Check each line of the material that follows, and copy those holding the string "note".

• Data provided:
↓↓↓

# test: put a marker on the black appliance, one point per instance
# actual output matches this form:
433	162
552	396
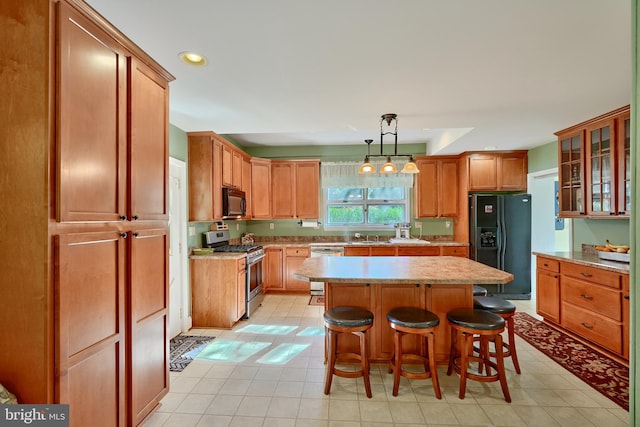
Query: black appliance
219	240
500	236
234	203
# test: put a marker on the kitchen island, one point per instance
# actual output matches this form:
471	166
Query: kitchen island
379	284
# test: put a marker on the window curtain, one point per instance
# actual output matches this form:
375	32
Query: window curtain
345	174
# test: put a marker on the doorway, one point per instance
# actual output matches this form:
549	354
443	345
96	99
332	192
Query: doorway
179	319
548	233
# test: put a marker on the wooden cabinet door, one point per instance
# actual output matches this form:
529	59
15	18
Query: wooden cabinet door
483	172
448	188
227	166
149	144
261	188
273	263
548	295
149	321
92	116
282	190
512	172
307	187
89	285
294	257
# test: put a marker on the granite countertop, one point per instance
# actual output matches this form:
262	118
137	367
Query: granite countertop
401	270
587	259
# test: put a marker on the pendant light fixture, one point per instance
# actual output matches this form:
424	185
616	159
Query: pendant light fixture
388	167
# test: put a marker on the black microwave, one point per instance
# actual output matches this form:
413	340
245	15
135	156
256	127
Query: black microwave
234	203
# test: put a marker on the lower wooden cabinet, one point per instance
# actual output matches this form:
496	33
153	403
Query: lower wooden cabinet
217	287
587	301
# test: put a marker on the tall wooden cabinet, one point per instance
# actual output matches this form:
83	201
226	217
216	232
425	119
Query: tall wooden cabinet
85	255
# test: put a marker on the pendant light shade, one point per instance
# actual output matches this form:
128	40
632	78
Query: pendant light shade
388	167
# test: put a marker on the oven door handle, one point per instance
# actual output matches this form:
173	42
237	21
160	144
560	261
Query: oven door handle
255	260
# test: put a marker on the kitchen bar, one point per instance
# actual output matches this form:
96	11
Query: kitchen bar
379	284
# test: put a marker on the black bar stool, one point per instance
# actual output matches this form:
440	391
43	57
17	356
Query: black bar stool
352	320
466	323
506	310
416	321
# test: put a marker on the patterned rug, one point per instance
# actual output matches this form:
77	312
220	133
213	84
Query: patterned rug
604	374
184	348
316	300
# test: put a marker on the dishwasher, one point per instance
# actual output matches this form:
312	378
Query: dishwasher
317	288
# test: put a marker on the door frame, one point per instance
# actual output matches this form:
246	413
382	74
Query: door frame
180	166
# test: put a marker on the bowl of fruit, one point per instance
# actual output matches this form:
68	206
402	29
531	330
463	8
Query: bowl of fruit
614	252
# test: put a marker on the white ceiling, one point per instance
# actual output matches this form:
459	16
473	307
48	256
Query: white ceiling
461	74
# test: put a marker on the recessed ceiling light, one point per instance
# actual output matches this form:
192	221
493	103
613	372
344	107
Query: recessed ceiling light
192	58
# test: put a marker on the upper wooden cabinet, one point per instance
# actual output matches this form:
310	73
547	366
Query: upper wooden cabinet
594	167
497	171
436	187
295	186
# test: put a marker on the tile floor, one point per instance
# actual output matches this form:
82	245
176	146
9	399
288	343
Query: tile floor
257	392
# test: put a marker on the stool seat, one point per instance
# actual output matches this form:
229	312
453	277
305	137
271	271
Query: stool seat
479	291
348	317
475	319
412	317
347	320
494	305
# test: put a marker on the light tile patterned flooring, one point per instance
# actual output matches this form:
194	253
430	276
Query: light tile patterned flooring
253	393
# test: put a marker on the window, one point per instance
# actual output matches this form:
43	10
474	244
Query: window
365	208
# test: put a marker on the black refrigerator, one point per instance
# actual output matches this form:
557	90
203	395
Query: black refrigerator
500	236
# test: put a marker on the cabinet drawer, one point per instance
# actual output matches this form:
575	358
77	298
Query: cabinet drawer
454	251
598	299
600	330
297	251
548	264
419	251
592	274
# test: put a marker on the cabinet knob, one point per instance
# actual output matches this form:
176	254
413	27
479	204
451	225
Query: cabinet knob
586	325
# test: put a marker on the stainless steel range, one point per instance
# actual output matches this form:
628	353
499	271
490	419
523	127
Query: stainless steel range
219	240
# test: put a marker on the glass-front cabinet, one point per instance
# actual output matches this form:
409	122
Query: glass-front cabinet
594	167
571	194
600	153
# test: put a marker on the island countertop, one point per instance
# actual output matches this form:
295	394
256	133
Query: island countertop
401	270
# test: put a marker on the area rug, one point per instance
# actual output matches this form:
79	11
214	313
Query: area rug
316	300
606	375
184	348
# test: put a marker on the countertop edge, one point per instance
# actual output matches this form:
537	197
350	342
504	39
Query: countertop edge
586	260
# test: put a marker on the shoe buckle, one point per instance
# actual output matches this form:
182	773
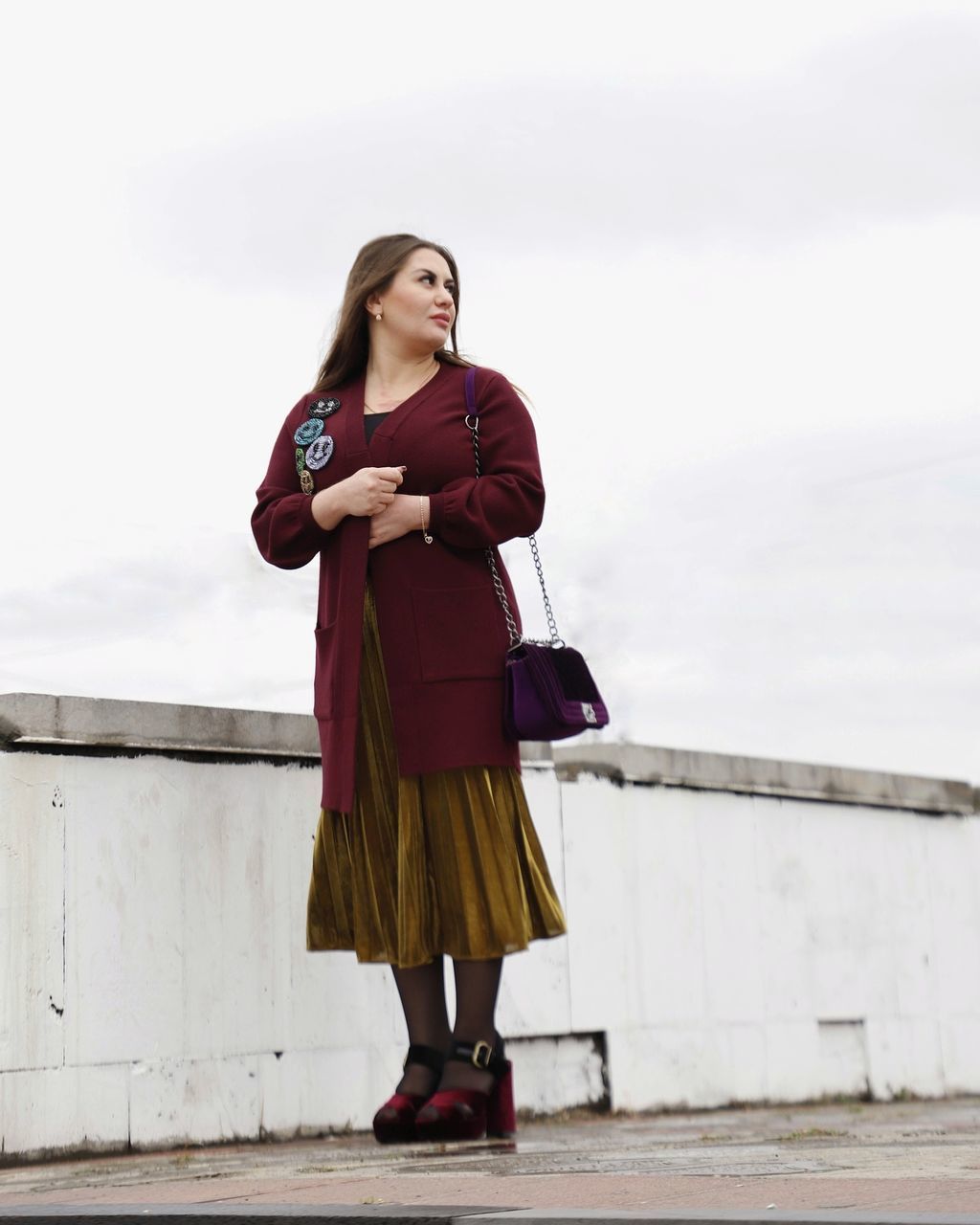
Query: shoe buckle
481	1054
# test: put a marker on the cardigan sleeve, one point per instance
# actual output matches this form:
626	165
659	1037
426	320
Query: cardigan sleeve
507	500
283	522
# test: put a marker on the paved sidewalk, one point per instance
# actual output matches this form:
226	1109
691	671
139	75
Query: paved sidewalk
891	1162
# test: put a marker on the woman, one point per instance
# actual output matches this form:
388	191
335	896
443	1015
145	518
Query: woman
425	847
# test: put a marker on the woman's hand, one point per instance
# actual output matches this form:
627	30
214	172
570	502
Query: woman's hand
368	491
398	519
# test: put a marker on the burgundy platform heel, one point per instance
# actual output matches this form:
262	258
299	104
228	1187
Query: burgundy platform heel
394	1123
468	1114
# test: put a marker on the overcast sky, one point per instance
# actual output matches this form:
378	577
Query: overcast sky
731	252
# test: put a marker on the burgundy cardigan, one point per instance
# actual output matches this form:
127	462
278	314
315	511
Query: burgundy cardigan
444	635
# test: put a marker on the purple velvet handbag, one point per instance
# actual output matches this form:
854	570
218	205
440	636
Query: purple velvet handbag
549	692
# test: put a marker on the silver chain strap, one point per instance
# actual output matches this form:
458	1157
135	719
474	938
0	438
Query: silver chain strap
473	421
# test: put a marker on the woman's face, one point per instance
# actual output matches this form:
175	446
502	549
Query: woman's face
418	309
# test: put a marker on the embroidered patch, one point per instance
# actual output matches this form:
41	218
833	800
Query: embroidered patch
323	407
307	433
318	455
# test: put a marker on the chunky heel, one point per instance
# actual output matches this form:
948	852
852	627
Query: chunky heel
501	1119
394	1123
469	1114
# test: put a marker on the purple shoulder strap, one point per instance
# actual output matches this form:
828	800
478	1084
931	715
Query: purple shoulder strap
472	390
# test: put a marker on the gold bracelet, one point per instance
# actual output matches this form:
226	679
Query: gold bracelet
425	534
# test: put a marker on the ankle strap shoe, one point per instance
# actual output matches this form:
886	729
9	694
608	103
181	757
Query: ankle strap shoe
394	1123
469	1114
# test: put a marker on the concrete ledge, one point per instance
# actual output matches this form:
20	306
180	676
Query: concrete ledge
43	720
419	1214
760	775
46	721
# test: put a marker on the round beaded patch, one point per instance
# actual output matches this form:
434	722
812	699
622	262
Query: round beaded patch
323	407
307	433
318	454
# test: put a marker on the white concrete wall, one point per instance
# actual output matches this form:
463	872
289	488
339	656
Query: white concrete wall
154	987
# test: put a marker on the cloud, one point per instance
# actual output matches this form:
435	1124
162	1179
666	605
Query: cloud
876	129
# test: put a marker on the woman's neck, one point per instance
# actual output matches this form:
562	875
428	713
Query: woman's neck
390	371
390	379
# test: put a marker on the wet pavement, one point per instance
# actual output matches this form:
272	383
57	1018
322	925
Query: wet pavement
880	1162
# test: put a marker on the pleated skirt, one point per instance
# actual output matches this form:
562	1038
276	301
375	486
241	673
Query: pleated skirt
428	864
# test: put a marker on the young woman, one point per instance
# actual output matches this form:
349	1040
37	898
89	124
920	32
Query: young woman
425	847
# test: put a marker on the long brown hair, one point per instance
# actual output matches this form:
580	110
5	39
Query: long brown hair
372	272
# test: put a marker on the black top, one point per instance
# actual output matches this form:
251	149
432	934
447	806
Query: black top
371	421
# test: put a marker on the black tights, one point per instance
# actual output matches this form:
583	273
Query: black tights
423	992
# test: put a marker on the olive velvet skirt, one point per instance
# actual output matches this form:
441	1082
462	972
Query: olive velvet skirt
429	864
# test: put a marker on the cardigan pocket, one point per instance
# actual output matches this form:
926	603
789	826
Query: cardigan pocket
459	633
327	677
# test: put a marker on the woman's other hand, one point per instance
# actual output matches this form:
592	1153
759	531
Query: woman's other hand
368	493
397	520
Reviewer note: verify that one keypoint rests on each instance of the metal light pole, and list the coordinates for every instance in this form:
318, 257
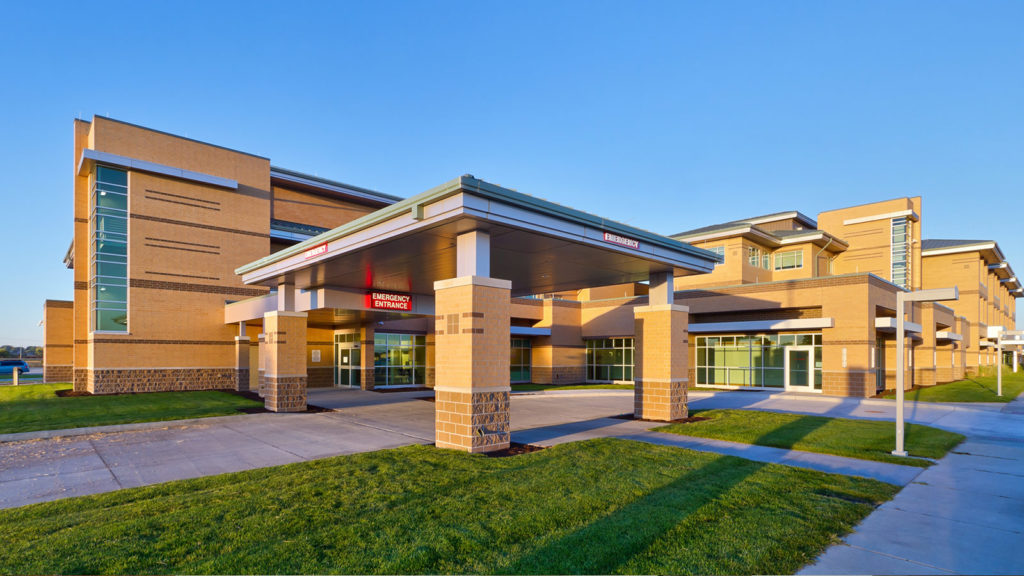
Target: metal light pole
998, 356
933, 295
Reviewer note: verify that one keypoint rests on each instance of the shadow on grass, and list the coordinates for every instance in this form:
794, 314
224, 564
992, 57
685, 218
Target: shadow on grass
614, 540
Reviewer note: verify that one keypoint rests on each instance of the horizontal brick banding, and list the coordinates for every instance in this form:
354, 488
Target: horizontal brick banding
152, 341
189, 204
211, 202
182, 249
203, 288
160, 379
166, 241
203, 227
59, 303
182, 275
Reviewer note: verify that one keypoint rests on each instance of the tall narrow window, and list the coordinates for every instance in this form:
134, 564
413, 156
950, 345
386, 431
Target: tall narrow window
109, 265
720, 250
790, 260
901, 252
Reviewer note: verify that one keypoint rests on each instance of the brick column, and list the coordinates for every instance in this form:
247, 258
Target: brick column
286, 361
660, 362
472, 363
367, 372
242, 363
261, 363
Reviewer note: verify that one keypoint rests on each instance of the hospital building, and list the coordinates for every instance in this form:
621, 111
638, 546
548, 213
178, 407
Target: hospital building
198, 266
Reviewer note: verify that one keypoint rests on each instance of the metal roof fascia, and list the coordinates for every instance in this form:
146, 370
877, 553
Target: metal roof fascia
90, 155
958, 249
340, 188
488, 191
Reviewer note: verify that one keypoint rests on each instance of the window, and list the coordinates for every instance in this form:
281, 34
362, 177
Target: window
109, 260
754, 256
790, 260
757, 361
720, 250
901, 252
399, 360
609, 360
519, 360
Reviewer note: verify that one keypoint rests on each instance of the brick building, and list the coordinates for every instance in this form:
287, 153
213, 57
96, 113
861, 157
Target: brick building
198, 266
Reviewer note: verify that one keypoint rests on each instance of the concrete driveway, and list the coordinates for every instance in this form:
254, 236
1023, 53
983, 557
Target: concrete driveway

↑↑↑

• Result:
Reviewer note: verify that one keypoint rests on each instance of the metal light pole, and list the coordinates for every instance in this form:
Reviewer note: verify that one keypoint rests on each instance of the shadow on grass, and list the coordinates for every instance in this form:
Reviewer note: verify that one keypoint rests on each instance of the horizontal brick banding, and list the coordinates for every instance in this form:
Reviewer note: verify that one keypoint rests on each instance of the tall narrow window, and list the coordinates for every instance in this form:
Reviewer note: verify that one keypoint rests on each instance of the brick column, and list the coordinates for every instance in this form:
Reviewer note: verify that one keypoint rests on each instance of the hospital building, and list the coordinates for every instance in this form:
Reviewer note: verify that one keypoint rests on each instance of the metal roof fascia, and list the coordinates for every instance in this form:
Reviewer note: verify that one keypoint rests on each instance of the window, and list the coordinates for every instance in this form:
Reviewer note: verify that one keypoint rests on each instance of the brick building, and list the coordinates for every instance in this form:
Reviewer note: verify that one keypoint rests on each instance of the concrete driveway, and list the coordinates for every instance in this form:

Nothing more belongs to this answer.